TASK TO CARRY OUT -
Pick out every line in the entries below that contains the word "office". Case counts.

RECORDS TO USE -
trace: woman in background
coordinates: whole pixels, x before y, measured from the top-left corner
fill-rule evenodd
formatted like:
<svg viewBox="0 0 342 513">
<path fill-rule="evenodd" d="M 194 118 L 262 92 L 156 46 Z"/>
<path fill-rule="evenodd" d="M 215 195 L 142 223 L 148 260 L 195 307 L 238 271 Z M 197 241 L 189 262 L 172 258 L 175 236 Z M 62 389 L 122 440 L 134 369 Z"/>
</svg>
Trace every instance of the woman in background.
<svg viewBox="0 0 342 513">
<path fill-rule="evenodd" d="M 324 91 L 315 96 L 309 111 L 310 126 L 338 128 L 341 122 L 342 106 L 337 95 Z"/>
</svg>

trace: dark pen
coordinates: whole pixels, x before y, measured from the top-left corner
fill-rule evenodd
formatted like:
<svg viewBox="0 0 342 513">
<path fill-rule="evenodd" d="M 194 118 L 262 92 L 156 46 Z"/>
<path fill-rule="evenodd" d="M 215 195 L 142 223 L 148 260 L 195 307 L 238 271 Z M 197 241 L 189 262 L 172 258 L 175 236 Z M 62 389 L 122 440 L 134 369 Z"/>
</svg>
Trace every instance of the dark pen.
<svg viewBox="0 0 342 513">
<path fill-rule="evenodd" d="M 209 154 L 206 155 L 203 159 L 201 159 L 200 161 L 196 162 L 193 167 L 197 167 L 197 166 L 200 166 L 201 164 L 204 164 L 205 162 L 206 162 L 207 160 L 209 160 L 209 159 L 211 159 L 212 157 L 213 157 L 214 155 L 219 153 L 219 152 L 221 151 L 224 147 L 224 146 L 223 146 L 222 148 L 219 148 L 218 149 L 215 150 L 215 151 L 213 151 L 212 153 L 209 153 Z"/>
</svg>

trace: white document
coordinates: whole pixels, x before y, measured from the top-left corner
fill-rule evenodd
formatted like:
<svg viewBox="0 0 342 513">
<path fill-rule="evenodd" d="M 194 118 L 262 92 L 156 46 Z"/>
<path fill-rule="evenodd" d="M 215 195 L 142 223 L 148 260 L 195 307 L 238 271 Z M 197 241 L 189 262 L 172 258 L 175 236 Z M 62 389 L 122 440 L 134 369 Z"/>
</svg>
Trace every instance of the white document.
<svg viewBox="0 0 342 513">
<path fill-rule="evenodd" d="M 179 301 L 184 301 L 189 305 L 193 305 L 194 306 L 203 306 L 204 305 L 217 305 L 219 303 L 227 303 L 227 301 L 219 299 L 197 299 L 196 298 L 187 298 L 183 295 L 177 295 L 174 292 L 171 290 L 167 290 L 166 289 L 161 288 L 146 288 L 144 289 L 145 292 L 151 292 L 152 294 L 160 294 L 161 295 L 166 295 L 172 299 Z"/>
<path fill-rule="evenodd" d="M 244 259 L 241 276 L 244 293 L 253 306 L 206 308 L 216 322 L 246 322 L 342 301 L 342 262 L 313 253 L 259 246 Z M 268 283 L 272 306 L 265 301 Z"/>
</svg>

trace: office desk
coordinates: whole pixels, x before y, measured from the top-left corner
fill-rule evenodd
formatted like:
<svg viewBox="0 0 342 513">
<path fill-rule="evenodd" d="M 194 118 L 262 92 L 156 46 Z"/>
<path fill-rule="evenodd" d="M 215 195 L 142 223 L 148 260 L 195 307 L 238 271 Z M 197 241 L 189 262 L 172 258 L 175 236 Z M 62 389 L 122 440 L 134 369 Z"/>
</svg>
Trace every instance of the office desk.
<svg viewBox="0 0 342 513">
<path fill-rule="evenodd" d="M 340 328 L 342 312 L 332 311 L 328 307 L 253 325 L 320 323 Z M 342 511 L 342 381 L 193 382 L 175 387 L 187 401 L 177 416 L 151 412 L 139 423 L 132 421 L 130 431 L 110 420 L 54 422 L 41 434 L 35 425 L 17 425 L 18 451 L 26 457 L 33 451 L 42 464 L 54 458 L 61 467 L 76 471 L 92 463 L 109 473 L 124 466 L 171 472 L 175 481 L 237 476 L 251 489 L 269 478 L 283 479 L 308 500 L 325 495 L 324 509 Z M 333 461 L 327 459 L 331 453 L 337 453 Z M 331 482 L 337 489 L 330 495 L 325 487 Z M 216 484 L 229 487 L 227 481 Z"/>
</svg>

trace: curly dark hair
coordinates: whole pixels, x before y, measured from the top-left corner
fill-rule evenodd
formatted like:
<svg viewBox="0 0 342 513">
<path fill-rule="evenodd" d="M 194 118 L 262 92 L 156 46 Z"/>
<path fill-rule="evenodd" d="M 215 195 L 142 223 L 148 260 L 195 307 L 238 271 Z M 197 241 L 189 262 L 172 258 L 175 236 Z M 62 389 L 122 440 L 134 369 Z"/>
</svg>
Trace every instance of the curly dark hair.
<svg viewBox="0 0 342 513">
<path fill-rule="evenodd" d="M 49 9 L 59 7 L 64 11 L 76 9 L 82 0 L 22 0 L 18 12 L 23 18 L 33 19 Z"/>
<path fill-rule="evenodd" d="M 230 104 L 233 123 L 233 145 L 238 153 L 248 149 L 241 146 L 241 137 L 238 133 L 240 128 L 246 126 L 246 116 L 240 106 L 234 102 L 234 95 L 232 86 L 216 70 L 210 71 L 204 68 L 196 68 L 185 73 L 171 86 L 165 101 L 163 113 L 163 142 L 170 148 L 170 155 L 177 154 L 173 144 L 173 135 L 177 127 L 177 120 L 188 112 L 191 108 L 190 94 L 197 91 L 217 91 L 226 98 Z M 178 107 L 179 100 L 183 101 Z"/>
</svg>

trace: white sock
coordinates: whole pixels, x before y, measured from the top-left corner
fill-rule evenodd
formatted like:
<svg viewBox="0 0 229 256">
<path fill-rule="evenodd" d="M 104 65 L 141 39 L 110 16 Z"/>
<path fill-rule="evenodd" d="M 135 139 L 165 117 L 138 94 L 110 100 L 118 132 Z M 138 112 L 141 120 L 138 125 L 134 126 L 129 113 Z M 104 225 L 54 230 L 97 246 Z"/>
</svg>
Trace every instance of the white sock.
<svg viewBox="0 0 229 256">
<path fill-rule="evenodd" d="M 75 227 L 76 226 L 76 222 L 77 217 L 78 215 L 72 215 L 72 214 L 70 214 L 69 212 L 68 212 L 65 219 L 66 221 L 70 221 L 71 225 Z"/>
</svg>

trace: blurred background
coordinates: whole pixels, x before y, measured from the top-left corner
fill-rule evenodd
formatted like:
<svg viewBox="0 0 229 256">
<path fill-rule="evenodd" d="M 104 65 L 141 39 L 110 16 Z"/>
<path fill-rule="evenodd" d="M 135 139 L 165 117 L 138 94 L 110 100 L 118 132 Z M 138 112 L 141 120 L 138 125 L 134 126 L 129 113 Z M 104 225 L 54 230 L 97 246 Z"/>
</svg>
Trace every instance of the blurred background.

THE SOLUTION -
trace: office desk
Trace every instance of the office desk.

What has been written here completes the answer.